- _Exercise brief_
When you repeat the material, keep each line exact and omit the pictures.
..........
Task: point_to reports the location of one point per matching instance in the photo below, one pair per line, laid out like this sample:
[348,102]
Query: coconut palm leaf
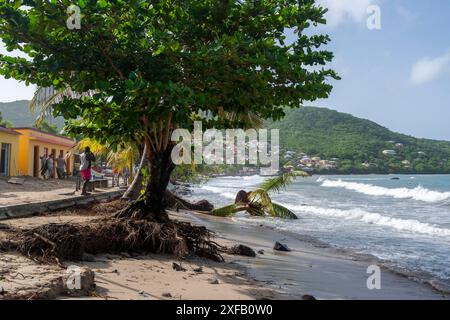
[261,197]
[282,212]
[255,210]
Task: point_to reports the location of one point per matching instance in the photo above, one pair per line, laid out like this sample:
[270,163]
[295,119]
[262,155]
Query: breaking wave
[418,193]
[409,225]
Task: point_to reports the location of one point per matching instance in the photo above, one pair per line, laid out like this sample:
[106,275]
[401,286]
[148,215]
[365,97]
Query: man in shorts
[86,158]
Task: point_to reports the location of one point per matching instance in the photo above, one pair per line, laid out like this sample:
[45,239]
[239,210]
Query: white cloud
[429,69]
[341,11]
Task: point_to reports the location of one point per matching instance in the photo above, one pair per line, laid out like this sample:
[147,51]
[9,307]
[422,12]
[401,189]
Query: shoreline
[312,268]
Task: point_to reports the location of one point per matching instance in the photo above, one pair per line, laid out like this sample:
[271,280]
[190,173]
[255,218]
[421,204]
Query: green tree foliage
[47,127]
[154,66]
[358,142]
[4,122]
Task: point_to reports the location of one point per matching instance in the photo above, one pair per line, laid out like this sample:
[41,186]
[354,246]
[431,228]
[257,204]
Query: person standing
[61,167]
[50,166]
[44,166]
[86,158]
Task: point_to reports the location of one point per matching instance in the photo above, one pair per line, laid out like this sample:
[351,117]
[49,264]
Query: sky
[397,76]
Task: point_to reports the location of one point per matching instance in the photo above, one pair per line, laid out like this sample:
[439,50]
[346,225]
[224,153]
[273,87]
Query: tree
[154,66]
[4,122]
[47,127]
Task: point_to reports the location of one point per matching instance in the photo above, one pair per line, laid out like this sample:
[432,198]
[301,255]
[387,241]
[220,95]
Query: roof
[9,131]
[44,132]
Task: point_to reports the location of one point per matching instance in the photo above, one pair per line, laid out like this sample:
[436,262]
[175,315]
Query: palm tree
[258,202]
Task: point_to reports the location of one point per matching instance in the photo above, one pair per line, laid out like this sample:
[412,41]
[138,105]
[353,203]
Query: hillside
[358,143]
[19,114]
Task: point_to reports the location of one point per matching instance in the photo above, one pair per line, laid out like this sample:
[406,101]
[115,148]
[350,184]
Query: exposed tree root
[138,209]
[52,243]
[175,202]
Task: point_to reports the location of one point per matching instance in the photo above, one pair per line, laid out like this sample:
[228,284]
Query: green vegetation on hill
[358,144]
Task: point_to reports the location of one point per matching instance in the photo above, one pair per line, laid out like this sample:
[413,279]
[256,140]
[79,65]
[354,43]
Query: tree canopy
[153,66]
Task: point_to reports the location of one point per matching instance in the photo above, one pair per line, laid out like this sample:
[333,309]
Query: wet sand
[309,268]
[313,269]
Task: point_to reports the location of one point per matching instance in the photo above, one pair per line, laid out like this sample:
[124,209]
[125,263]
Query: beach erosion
[310,268]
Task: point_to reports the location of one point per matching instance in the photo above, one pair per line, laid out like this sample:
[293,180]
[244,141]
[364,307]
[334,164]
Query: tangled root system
[54,242]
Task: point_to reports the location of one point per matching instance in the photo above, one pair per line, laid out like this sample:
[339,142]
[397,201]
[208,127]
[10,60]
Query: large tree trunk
[134,190]
[152,204]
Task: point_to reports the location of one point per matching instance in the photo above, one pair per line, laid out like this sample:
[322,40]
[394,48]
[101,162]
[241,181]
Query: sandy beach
[309,269]
[35,190]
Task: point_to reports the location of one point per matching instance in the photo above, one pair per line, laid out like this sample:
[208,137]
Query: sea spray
[418,193]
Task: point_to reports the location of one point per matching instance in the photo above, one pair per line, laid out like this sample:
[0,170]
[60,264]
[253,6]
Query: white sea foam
[418,193]
[409,225]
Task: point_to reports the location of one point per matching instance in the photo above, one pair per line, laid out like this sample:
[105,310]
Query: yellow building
[34,143]
[9,152]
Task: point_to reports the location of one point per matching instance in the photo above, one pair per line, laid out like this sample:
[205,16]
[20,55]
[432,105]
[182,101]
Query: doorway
[36,162]
[5,155]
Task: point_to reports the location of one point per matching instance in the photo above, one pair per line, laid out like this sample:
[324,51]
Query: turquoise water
[405,222]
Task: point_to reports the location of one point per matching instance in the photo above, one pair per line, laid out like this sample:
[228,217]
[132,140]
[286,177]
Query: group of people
[48,165]
[87,158]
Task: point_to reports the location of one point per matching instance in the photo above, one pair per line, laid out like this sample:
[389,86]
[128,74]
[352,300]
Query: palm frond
[227,211]
[255,211]
[282,212]
[261,197]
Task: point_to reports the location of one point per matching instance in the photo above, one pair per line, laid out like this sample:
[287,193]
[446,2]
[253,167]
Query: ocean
[404,223]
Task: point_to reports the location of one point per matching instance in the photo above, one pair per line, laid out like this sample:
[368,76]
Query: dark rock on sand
[242,250]
[198,270]
[177,267]
[88,257]
[281,247]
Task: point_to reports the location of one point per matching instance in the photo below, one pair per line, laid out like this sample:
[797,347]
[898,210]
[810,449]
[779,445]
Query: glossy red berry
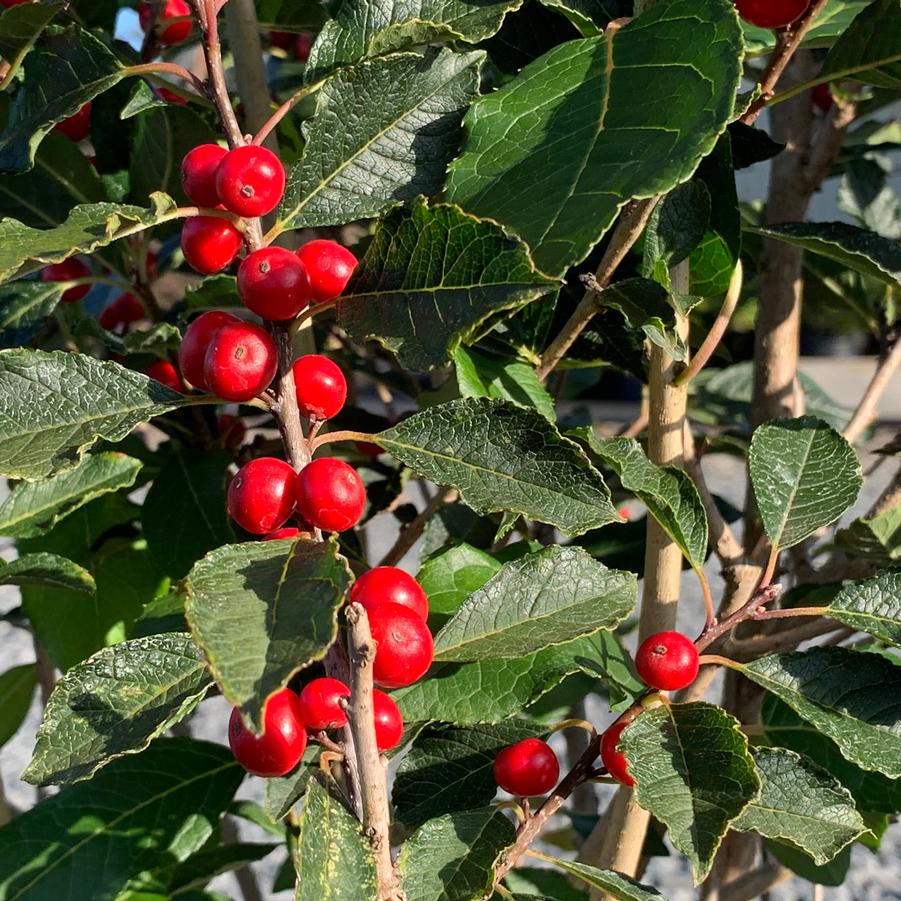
[250,180]
[321,386]
[279,749]
[273,283]
[172,9]
[612,758]
[65,271]
[320,704]
[165,373]
[260,496]
[329,265]
[389,724]
[330,494]
[195,342]
[76,128]
[771,13]
[392,585]
[209,243]
[668,661]
[527,768]
[198,174]
[240,361]
[405,647]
..........
- _Task answer_
Task: point_to reports the location of one point per matching instance in the photo below, one pair per line, laid out like this sample:
[348,102]
Query: coconut palm leaf
[261,197]
[282,212]
[255,210]
Task: point_to reports the location of one point per matching instance in the photo above, one pair per line, laid out like this sample:
[270,163]
[295,119]
[262,155]
Query: breaking wave
[418,193]
[409,225]
Task: point_to reports the location of one point per matching instance in the photo above, one pair per line, laid out like this sample:
[106,275]
[401,286]
[148,215]
[365,97]
Query: man in shorts
[86,158]
Task: point_to reports the location of one point per matching instance in the photo above, one pair per line, laid out like this sample:
[45,239]
[239,210]
Query: white cloud
[429,69]
[341,11]
Task: point_to reports the location of one point per matching instance in the photo above, one pair per line, laid out like this sample:
[147,51]
[9,307]
[422,12]
[401,189]
Query: shoreline
[312,268]
Task: point_to reports the location of one point per matching instance in the photo above, one pair per line, laid out like this sample:
[271,280]
[190,173]
[255,218]
[421,204]
Query: green tree foliage
[47,127]
[154,66]
[358,142]
[4,122]
Task: point_to reports the location of one point per matching instance in the photo above, one pair per line, laid out like this sample:
[41,186]
[354,246]
[431,228]
[257,204]
Query: person standing
[61,167]
[50,166]
[44,166]
[86,158]
Task: point_to reports the location of one point per matching instance in the photo above, one pair per line, laid out like this sample:
[351,117]
[49,264]
Query: sky
[397,76]
Task: point_to reports the location of one point per matching instance in the photo above, one pair per line, laid out like this sample:
[439,50]
[346,225]
[224,153]
[273,87]
Query: tree
[154,66]
[4,122]
[47,127]
Task: point_to reports the location of one point per matching instance in the photo above, one pair per line, laid out like this sample:
[432,198]
[301,255]
[387,241]
[220,95]
Query: roof
[9,131]
[44,132]
Task: point_to reports the location of one point per matching instance in the photo above, one pair per line, laid out like this sample:
[436,262]
[175,315]
Query: palm tree
[258,202]
Task: point_to reports the location of one point per matching instance in the photo above, one pair per line, laid out like this sample:
[412,41]
[138,105]
[353,203]
Query: hillside
[358,143]
[19,114]
Task: point_to reports the location of one point per matching instance in the photo above, one pair per line, laid out like this sample:
[406,101]
[115,148]
[350,184]
Query: exposed tree root
[138,209]
[52,243]
[175,202]
Task: point_to reports the location of one point per matching instance in the photo above, one pair per line, laid out like this sample:
[228,284]
Query: green vegetation on hill
[358,144]
Task: point_to reports the location of one point per matching instance in the photo above, one pair per line, laid out like this sample:
[413,279]
[256,140]
[79,65]
[354,43]
Query: tree canopy
[153,66]
Task: point_to reports the location of one point per matching instance in the photo above, one pair per line, laid out like this sample:
[333,309]
Query: wet sand
[309,268]
[313,269]
Task: point_to reports the location of one point per matching instance in the photo above, one pair per line, laid out like this sample:
[124,209]
[125,263]
Query: beach erosion
[310,268]
Task: point_to reports the location of one point per matching instance in the photo above, one pair per line, laid out like this sample:
[293,180]
[244,141]
[364,307]
[334,164]
Query: tangled root system
[54,242]
Task: point_to reports the location of one point per matching instance in the photo above, one pair per line, laid out like this sample:
[339,142]
[397,201]
[208,127]
[10,60]
Query: large tree trunk
[134,190]
[152,204]
Task: point_to reports the location of one point per matching instance in the photo above, one pair per line, laid out like this sample:
[322,40]
[394,48]
[101,162]
[241,181]
Query: sandy beach
[309,269]
[35,190]
Task: point_to reports the location of one point per matching instance in the photo above, one pair per line, laid out like this sample:
[208,137]
Query: sea spray
[418,193]
Task: point_to reports the location of one point per matching instance in the photo above, one pair per line, laid out like this sample:
[0,170]
[60,264]
[253,6]
Query: white sea foam
[418,193]
[409,225]
Task: point_to reports the location of one point per matching instance in the photo above, one pair per line, laid out like this sample:
[105,310]
Query: yellow building
[34,143]
[9,152]
Task: point_to reports the location of one point per matching instance in the photo above, one pair per line, laid out like this sample:
[205,16]
[20,55]
[432,105]
[182,101]
Query: doorway
[36,162]
[5,155]
Task: point_to reports the location of one point per matching instance in the photo above, one pair per line, laid out like this sample:
[324,51]
Query: turquoise water
[405,222]
Task: point_to reports the location of one point per matching instance in the photo above, one pair per line, laid out like this sample:
[228,217]
[132,140]
[286,177]
Query: group of people
[48,165]
[87,158]
Task: point_to reports the location of one point per matching instance in the photo above, one pair per line, laid out like this sample:
[389,86]
[128,74]
[352,300]
Query: palm frond
[227,211]
[255,211]
[282,212]
[261,197]
Task: point_to reports the location of one point per matching instance in the photo above, one pair per line, laid out like this sample:
[287,193]
[446,2]
[253,167]
Query: ocean
[404,223]
Task: point_to reports the location of one point per matching instance in the photo above, one pair per line, laid out like this sample:
[368,76]
Query: dark rock on sand
[242,250]
[198,270]
[177,267]
[88,257]
[281,247]
Task: point_to reports the location of one point per matching instance in the photo below, one pair per line, laid out like this sample:
[797,347]
[898,210]
[810,449]
[779,445]
Query: glossy red berry
[250,180]
[321,386]
[279,749]
[273,283]
[172,9]
[612,758]
[65,271]
[320,704]
[165,373]
[260,496]
[329,265]
[389,724]
[330,494]
[195,342]
[76,128]
[771,13]
[392,585]
[209,243]
[668,661]
[527,768]
[198,174]
[240,361]
[405,647]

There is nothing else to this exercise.